Provided text:
----

Vector Field Techniques for Detection of Neuronal Dynamics and Axonal Guidance / Axonal Pathfinding in the Presence of Mercury

Abstract
The role of mercury in the development of various neuropathologies is well known. Biogeochemical cycles of mercury indicate the possibility of its introduction into various organisms (including humans) through the corresponding trophic chains. However, the literature analysis shows that until recent years there have been almost no works on the dynamic microscopic study (either in situ or in vivo) of the connectome involution in aquatic organisms (including fishes, marine mammals, etc.) under the mercury exposure. In this regard, we attempted to study the dynamics of morphogenesis and breakdown of the emerging connectome upon the mercury exposure. Dynamics of the axonal pathfinding / axonal guidance was carried out in a series of frames with an timecode (address-time code), on which it is possible to track the motion estimation vector fields of displacements and reaction-diffusion processes in the neural cell culture immediately after the introduction of a drop of either mercury or a mercury-containing liquid using capillary micropipettes. This paper describes the effects observed and discusses the possible mechanisms underlying them.

Keywords: Mercury, Ecotoxicology, Axonal guidance, Axonal pathfinding, Motion estimation, Vector fields

1. Introduction
The role of mercury in pathogenesis of various neuropathologies¹, including neurodegenerative diseases², is well known. In particular, it has been proven that mercury can cause the development of Alzheimer's disease^3-6. It can also lead to brain tumors⁷ and autism in children^8,9, caused by the disrupted machinery of neuro(morpho)genesis and disordered connectome development¹⁰. Such effects may be due to the mercury exposure at the early stages of development¹¹. Similar effects are also observed in marine mammals¹² - inevitably exposed to mercury due to its presence in seawater^13-15.

Biogeochemical cycles of mercury in oceans and near coasts, in littoral zones, etc.^16-18 indicate the possibility of mercury incorporation into a wide variety of organisms through the relevant food chains - up to seafood-eating humans¹⁹ and thus, actively (unlike most terrestrial organisms not engaged in the ocean “fishing”), carrying out mercury into the cycles of terrestrial organisms. In freshwater bodies (lakes^20,21, rivers and their sediments^22,23) mercury can also exist and thus be distributed in freshwater and terrestrial biogeochemical cycles. However, firstly, unlike the ocean, there is no a “single pool” of mercury in freshwater bodies with its transfer by the global currents or global migration of populations of individual species within the ocean; and secondly, high mercury concentrations in freshwater bodies in many cases are a secondary technogenic problem arising from the artificial mechanisms of the mercury extraction and transfer in the biosphere / techno sphere. In other words, the effect of mercury on neurogenesis of hydrobionts and, above all, oceanic fish and marine mammals is the most representative example of this effect and hence, can be used as a model.

----

Aim of the exercise:
In the mercury study, what tool was used to introduce the drop of mercury or mercury-containing liquid into the neural cell culture? You won't need the records.

[Natural-language object grounding records]
----

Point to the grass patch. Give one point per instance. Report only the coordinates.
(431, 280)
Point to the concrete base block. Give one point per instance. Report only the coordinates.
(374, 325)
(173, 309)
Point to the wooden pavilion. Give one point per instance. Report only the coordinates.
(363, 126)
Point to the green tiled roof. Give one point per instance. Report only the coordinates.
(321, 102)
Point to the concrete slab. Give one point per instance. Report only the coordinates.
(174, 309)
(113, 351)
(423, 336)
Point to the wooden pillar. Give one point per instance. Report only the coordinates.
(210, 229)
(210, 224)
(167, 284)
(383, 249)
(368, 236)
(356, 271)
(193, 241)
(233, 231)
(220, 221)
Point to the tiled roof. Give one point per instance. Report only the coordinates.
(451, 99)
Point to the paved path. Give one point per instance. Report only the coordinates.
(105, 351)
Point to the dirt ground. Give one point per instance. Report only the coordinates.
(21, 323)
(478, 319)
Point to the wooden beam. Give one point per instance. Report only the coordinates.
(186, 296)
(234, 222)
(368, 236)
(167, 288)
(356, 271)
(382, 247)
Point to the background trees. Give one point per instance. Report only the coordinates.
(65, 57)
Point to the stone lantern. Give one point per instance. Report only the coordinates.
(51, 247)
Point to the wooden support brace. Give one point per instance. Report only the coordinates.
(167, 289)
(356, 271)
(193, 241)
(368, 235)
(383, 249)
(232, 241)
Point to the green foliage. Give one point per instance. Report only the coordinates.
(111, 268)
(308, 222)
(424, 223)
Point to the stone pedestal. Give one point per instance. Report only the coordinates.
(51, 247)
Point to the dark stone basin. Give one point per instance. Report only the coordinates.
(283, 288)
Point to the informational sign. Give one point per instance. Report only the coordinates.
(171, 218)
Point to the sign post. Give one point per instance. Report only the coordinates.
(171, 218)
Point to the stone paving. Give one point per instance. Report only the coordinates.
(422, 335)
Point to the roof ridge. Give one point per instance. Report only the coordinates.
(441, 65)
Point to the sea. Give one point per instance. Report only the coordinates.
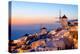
(18, 31)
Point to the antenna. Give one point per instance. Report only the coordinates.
(59, 14)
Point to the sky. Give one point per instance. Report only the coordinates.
(26, 13)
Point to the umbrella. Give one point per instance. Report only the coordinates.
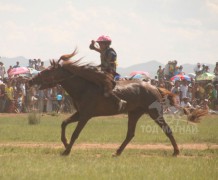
(139, 72)
(33, 71)
(205, 77)
(180, 77)
(140, 76)
(192, 75)
(18, 70)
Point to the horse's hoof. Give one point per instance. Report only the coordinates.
(176, 153)
(65, 153)
(115, 155)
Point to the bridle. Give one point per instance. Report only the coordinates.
(50, 80)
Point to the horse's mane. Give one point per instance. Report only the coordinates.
(89, 73)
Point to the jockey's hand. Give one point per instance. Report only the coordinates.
(92, 45)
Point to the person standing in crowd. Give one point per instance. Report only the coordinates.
(160, 73)
(2, 70)
(210, 94)
(184, 89)
(108, 64)
(41, 67)
(41, 100)
(17, 65)
(30, 63)
(2, 97)
(198, 69)
(172, 67)
(215, 71)
(49, 100)
(9, 70)
(166, 71)
(216, 98)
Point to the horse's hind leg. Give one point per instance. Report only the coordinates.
(165, 127)
(71, 119)
(81, 123)
(133, 118)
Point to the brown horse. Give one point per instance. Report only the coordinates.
(86, 85)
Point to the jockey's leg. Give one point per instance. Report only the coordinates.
(120, 103)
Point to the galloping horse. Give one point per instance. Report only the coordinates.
(86, 86)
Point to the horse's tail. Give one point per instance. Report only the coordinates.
(196, 114)
(167, 95)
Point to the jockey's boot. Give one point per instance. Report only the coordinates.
(121, 104)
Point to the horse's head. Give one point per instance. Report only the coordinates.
(49, 77)
(53, 75)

----

Output:
Capillary micropipettes.